:: Recorded information

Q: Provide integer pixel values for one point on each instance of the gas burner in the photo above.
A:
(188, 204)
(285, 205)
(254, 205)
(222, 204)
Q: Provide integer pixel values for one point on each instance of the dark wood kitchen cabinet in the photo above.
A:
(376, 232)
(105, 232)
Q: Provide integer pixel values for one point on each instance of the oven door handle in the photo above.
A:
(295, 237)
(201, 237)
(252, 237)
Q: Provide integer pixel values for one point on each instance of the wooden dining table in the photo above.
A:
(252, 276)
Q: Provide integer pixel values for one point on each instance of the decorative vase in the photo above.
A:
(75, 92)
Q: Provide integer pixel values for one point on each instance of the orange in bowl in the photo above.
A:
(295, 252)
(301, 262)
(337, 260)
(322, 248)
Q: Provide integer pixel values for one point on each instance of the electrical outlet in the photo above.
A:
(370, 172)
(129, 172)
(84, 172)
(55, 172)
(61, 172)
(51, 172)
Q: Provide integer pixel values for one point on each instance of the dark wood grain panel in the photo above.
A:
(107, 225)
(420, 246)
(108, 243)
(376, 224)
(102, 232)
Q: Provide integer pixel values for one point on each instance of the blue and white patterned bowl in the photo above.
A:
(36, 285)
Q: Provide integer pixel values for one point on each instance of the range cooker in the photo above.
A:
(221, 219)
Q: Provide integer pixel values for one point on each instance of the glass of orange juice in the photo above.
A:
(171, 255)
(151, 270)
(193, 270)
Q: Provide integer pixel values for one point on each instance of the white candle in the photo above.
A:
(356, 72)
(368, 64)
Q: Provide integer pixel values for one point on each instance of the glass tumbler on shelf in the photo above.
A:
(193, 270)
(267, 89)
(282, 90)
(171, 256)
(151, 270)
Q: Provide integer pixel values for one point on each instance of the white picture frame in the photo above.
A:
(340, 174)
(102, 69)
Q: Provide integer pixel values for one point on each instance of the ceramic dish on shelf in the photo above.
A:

::::

The task |
The records above are to be copied out exactly, line for line.

Result for this exercise |
Q: Provide integer pixel values for one point on each instance of the gas burner in the photo above.
A:
(188, 204)
(285, 205)
(254, 205)
(222, 204)
Q: Provide integer pixel values for one point on each instance of the dark wood kitchen cabinet in the photo above.
A:
(376, 232)
(105, 232)
Q: Provide integer pixel values for one point on each instance of the oven door handle in the photo above.
A:
(295, 237)
(201, 237)
(252, 237)
Q: Provide integer pixel values for one point on each instance of the wooden dining table in the photo above.
A:
(252, 276)
Q: Provide integer pixel values for one point on each instance of the decorative vase in the photo above.
A:
(75, 92)
Q: Provide integer pixel values for one point on each instance of the orange in bowl in the photo above.
A:
(295, 252)
(301, 262)
(337, 260)
(322, 248)
Q: Provide integer pixel values for one point on each instance of the electrical outlet in the photo above.
A:
(370, 172)
(129, 172)
(84, 172)
(55, 172)
(61, 172)
(51, 172)
Q: Provide integer pixel values for one point on each instance of the dark wood grain panel in the photo above.
A:
(107, 225)
(420, 246)
(108, 243)
(376, 224)
(102, 232)
Q: Provide integer pixel values for one point on each instance of the blue and white patterned bowl in the photo above.
A:
(36, 285)
Q: Provide integer pixel values for one point on each instance of the range cooker in the photo above.
A:
(221, 219)
Q: Provide integer pixel values for one point on each instance of the glass of orange juice in the photo above.
A:
(171, 255)
(151, 270)
(193, 270)
Q: Provide integer pixel values for one point on each instance of the white candle in the photo above.
A:
(356, 72)
(368, 64)
Q: Provide integer pixel values for one point on each instance of the glass tumbler on shelf in the photo above.
A:
(193, 270)
(267, 89)
(282, 90)
(171, 256)
(151, 270)
Q: Provide integer pixel values for one point on each instance of the white picture frame in the photo above.
A:
(340, 174)
(102, 69)
Q: Provide integer pixel values for one point on each instance of the ceramic dish on shelf in the photo above.
A:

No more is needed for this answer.